抜粋 –
+++

第2圧搾部62は、吸収体40の非肌対向面側T2から肌対向面側T1に向かって圧縮されている。第2圧搾部62は、前後方向に連続的に配置される線状圧搾部63と、前後方向L及び幅方向Wにおいて非連続的に配置される点状圧搾部64と、を有する。線状圧搾部63は、トップシート50の凸部51と交差する方向に延びている。線状圧搾部63は、図9に示すように、平面視にてトップシート50の凸部と交差する方向に延びてればよく、凸部の延びる第1方向と線状圧搾部が延びる方向とが平面視にて交差するように配置されていればよい。凸部と線状圧搾部63とは、実際に交差するように接してなくてよい。線状圧搾部63は、前後方向に連続的に延びている。線状圧搾部63は、幅方向に間隔を空けて配置されている。線状圧搾部は、平面視において凸部が延びる前後方向に対して交差している。線状圧搾部63は、幅方向において隣接する複数の凸部を跨がって配置されている。
線状圧搾部63は、平面視において、幅方向に一定長さの振幅を有する波形状である。線状圧搾部63は、前後方向及び幅方向と交差する第1傾斜方向に延びる第1部63Aと、第1傾斜方向と交差し、かつ前後方向及び幅方向と交差する第2傾斜方向に延びる第2部63Bと、を有する。第1部63A及び第2部63Bは、凸部が延びる前後方向に対して傾斜している。第1部63A及び第2部63Bは、前後方向Lに沿って交互に配置され、かつ前後方向Lにおいて連なっている。第1部63Aの前後方向Lの長さは、第1部63Aの幅方向Wの長さよりも長く、第2部63Bの前後方向の長さは、第2部63Bの幅方向の長さよりも長い。第1部63Aと第2部63Bによって囲まれた領域は、平面視にて菱形形状である。線状圧搾部63の第1部63A及び第2部63Bは、平面視にて、幅凸部57と交差する方向に延びる。よって、幅凸部が倒れるように変形することを抑制し、第1凹部内に収容された便を収容し続け易くなる。

+++

提供データ –
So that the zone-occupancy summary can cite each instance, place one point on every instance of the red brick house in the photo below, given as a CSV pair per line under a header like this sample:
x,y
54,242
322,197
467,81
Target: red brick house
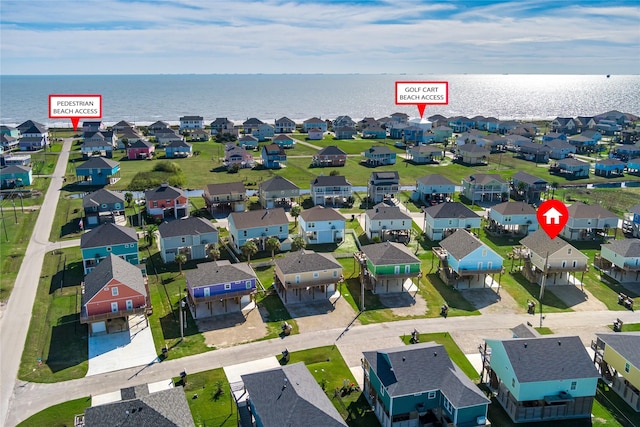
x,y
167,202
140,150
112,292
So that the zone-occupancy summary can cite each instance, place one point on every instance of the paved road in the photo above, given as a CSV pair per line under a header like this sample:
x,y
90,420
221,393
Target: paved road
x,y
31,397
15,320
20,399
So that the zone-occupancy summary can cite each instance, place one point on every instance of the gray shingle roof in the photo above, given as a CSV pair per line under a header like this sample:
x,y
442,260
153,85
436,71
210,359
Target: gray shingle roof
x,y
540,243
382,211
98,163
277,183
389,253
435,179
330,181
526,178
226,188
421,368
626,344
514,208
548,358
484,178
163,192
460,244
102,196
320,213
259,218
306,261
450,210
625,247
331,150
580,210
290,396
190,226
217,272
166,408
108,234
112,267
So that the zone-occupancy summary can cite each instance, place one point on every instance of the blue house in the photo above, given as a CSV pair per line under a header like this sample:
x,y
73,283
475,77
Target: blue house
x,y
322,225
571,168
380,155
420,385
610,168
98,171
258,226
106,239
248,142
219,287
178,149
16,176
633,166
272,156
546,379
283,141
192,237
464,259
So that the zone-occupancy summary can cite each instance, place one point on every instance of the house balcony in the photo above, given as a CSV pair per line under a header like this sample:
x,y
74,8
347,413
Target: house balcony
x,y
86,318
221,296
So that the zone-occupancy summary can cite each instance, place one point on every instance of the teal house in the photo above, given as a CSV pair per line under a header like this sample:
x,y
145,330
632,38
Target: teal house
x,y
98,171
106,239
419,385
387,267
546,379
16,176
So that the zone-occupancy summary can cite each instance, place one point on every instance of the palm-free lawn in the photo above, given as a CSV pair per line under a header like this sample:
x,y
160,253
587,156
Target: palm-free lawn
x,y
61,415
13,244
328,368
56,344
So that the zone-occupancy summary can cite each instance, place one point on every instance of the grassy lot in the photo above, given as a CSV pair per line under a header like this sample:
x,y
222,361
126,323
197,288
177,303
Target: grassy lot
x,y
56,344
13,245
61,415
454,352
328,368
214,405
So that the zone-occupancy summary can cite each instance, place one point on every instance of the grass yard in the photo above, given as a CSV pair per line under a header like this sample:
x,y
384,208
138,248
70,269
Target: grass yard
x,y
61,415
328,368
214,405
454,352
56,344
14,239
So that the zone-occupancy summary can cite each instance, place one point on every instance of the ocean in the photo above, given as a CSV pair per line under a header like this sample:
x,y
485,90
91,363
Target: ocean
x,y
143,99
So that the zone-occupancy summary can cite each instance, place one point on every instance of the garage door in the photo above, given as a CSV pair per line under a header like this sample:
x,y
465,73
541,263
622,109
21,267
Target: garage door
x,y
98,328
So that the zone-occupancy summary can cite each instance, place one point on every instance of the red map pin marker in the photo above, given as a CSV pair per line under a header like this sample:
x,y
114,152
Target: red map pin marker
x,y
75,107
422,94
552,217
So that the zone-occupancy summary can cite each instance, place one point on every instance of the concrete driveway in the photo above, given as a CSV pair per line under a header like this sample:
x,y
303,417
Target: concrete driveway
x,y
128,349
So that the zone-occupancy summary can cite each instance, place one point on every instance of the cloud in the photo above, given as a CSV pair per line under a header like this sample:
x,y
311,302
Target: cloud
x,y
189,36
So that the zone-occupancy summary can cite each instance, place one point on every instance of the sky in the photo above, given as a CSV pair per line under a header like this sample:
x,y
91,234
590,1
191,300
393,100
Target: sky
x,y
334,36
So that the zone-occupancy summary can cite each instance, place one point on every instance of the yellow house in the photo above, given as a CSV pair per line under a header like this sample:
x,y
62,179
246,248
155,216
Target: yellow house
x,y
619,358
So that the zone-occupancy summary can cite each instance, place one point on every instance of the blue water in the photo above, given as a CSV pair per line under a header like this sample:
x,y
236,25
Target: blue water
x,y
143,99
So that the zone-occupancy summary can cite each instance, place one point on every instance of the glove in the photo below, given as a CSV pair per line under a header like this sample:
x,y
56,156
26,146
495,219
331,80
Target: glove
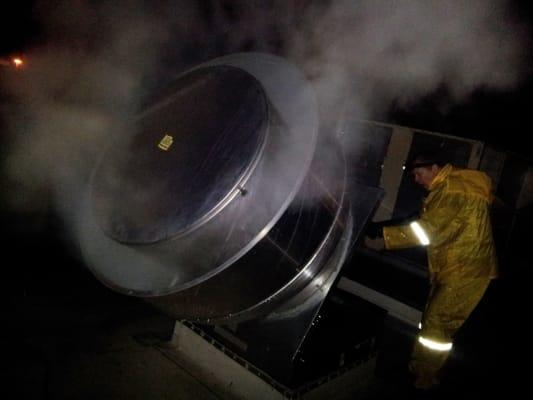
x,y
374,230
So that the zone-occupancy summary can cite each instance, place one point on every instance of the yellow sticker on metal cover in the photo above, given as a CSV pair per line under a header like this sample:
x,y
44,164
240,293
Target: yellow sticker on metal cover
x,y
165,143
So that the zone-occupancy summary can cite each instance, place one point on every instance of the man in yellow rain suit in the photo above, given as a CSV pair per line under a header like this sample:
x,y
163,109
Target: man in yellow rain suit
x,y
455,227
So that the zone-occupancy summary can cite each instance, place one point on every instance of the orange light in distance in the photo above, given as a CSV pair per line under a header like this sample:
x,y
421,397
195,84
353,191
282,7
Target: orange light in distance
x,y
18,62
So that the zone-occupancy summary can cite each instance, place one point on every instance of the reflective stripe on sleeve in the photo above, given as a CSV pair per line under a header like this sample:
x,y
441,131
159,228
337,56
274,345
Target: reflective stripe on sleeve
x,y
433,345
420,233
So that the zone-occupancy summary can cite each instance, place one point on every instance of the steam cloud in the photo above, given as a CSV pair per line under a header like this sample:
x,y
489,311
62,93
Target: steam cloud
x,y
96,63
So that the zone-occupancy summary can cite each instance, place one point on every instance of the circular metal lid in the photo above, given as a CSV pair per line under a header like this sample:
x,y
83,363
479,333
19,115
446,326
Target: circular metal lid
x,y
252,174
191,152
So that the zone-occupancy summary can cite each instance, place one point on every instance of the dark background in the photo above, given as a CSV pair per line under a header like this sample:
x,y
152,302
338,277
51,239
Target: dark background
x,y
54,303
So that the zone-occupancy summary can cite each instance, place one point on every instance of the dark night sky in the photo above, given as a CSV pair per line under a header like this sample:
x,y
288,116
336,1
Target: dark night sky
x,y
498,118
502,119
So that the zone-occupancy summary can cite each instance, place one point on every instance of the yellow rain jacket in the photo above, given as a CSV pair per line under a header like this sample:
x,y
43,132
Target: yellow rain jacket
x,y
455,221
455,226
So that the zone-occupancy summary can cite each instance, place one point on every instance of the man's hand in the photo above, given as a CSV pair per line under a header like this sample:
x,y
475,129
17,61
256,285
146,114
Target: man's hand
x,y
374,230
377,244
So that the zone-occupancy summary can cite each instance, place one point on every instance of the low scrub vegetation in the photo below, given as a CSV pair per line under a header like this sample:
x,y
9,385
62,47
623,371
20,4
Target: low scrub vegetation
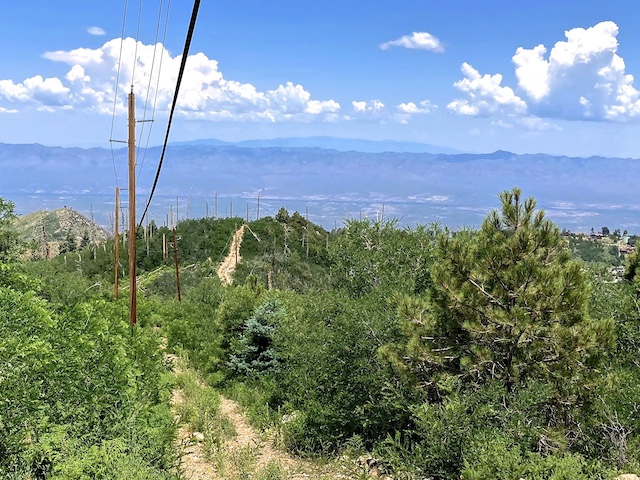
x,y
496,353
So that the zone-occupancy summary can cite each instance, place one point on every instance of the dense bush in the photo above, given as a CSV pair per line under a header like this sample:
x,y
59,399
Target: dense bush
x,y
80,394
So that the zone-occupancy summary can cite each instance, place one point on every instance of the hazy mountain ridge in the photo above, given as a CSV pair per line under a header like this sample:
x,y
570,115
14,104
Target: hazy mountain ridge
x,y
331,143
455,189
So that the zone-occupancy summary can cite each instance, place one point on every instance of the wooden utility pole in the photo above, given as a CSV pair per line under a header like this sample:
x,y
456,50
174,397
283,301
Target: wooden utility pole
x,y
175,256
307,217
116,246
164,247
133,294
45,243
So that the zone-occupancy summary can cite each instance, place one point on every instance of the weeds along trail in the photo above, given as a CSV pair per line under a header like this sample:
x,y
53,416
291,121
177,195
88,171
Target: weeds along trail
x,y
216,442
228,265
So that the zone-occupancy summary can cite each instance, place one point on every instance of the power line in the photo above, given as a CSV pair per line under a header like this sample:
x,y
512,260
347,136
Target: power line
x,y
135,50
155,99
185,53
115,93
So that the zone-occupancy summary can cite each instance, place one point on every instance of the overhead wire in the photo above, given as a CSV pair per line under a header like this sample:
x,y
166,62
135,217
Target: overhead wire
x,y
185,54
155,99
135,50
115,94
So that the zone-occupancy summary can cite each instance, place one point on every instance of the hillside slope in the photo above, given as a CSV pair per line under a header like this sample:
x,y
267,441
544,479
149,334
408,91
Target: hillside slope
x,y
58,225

+++

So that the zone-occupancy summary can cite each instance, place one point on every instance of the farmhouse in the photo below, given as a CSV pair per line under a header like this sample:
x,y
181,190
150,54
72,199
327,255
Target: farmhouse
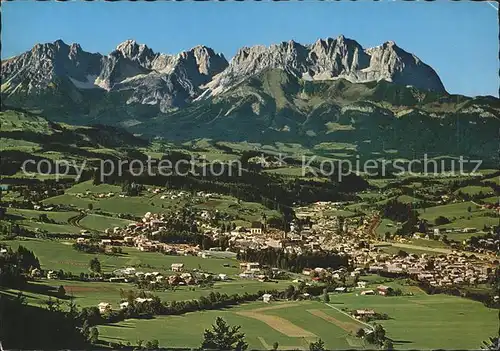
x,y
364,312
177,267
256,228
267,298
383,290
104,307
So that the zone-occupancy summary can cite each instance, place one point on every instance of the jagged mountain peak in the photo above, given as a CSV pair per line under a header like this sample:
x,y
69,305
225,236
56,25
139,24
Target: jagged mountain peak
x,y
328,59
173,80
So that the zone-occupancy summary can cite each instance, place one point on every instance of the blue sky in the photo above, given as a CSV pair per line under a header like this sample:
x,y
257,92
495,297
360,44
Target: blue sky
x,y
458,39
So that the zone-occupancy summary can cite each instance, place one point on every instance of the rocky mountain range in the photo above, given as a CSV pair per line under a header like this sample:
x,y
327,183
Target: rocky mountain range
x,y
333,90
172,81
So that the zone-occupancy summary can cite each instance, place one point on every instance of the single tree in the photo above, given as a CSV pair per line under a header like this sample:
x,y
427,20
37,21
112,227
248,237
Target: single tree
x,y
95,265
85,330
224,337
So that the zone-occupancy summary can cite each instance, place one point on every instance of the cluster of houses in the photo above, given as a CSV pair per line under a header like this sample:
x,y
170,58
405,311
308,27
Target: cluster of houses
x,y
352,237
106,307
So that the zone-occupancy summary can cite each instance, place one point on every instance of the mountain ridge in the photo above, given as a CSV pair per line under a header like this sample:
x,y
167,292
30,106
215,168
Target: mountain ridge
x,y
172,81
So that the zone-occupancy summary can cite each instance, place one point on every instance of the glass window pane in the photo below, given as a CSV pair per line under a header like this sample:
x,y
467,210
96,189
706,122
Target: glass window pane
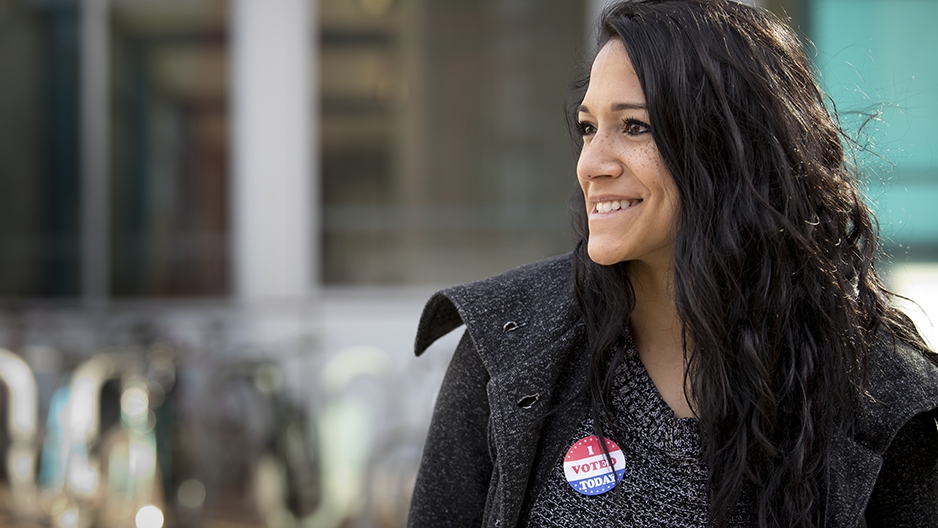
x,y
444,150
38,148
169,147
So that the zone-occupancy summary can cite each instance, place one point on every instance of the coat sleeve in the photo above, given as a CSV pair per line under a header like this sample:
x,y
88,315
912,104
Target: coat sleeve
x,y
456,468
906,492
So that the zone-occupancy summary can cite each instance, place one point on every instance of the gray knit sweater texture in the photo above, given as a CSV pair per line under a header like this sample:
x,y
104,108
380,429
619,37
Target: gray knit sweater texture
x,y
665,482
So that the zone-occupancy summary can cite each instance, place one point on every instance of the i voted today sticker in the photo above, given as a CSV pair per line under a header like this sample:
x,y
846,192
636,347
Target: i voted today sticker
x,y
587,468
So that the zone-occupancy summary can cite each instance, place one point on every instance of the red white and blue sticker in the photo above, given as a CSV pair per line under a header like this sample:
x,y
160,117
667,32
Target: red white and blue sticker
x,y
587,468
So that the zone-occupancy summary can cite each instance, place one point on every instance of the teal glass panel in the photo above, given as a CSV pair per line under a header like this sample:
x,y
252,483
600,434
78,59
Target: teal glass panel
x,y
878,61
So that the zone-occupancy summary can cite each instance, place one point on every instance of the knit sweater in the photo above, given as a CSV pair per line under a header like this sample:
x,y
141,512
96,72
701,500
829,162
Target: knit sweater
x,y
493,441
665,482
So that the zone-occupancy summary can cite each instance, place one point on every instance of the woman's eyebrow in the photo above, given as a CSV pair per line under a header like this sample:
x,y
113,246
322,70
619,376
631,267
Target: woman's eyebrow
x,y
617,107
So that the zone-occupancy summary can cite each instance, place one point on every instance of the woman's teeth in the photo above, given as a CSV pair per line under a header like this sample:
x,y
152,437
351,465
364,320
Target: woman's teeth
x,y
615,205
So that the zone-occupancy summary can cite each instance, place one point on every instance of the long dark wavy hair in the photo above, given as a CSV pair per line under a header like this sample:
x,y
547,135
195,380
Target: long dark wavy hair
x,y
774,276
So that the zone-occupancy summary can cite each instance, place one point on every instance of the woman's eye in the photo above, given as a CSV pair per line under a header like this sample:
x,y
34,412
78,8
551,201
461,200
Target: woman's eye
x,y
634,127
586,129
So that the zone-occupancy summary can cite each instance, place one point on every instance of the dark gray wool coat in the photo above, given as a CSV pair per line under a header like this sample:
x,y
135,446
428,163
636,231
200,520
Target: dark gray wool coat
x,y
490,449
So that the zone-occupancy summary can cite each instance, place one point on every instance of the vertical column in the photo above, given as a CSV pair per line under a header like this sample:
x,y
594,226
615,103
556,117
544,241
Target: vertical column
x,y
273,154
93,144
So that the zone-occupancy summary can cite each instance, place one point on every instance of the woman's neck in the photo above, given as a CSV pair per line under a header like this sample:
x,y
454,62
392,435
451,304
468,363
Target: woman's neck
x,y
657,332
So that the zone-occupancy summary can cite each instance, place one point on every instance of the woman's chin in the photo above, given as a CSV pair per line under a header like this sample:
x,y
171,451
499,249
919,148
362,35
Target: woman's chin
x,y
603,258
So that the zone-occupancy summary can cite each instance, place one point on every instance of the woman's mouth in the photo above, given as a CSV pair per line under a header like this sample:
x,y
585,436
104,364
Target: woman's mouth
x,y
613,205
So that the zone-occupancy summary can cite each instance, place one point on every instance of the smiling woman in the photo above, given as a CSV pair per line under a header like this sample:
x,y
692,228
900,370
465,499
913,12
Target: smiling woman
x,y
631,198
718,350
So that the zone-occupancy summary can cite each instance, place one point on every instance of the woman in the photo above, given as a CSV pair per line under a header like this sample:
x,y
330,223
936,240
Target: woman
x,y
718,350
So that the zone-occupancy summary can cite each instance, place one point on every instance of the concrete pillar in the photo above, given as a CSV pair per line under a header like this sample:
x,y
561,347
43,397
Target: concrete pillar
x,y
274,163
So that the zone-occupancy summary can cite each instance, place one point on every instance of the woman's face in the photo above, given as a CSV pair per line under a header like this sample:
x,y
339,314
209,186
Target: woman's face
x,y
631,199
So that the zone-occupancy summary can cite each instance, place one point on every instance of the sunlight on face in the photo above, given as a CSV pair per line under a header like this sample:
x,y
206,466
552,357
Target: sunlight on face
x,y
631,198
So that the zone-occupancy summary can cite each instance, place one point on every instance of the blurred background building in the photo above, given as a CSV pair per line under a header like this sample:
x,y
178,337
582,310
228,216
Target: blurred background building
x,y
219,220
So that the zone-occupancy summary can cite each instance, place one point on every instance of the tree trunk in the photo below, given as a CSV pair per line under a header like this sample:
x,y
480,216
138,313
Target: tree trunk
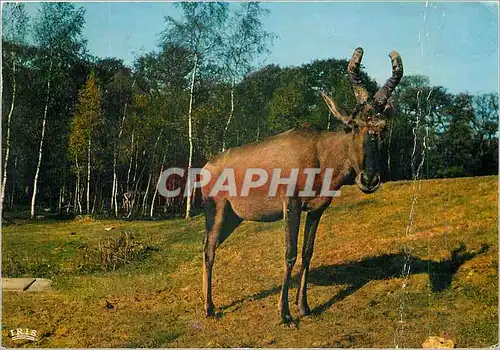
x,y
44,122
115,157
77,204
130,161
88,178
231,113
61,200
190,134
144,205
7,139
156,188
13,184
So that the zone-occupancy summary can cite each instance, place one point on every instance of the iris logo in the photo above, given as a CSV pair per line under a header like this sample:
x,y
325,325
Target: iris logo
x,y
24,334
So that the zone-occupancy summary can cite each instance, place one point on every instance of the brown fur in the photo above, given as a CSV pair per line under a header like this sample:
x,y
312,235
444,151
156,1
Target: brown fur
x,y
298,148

+++

依頼事項 –
• a. 抜粋のうち、「第2圧搾部62は、吸収体40」から「部を跨がって配置されている。」まで（両端を含む）をそのまま書き出してください。
• b. 抜粋をもとに、次の問いに答えよ。
(i) 第2圧搾部62は、どちら側からどちら側に向かって圧縮されているか。
(ii) 線状圧搾部63は、平面視においてどのような形状か。
(iii) 第1部63Aと第2部63Bによって囲まれた領域は、平面視にてどのような形状か。

解答一覧 –
• a.
第2圧搾部62は、吸収体40の非肌対向面側T2から肌対向面側T1に向かって圧縮されている。第2圧搾部62は、前後方向に連続的に配置される線状圧搾部63と、前後方向L及び幅方向Wにおいて非連続的に配置される点状圧搾部64と、を有する。線状圧搾部63は、トップシート50の凸部51と交差する方向に延びている。線状圧搾部63は、図9に示すように、平面視にてトップシート50の凸部と交差する方向に延びてればよく、凸部の延びる第1方向と線状圧搾部が延びる方向とが平面視にて交差するように配置されていればよい。凸部と線状圧搾部63とは、実際に交差するように接してなくてよい。線状圧搾部63は、前後方向に連続的に延びている。線状圧搾部63は、幅方向に間隔を空けて配置されている。線状圧搾部は、平面視において凸部が延びる前後方向に対して交差している。線状圧搾部63は、幅方向において隣接する複数の凸部を跨がって配置されている。

• b.
(i) 吸収体40の非肌対向面側T2から肌対向面側T1に向かって圧縮されている。
(ii) 幅方向に一定長さの振幅を有する波形状である。
(iii) 菱形形状である。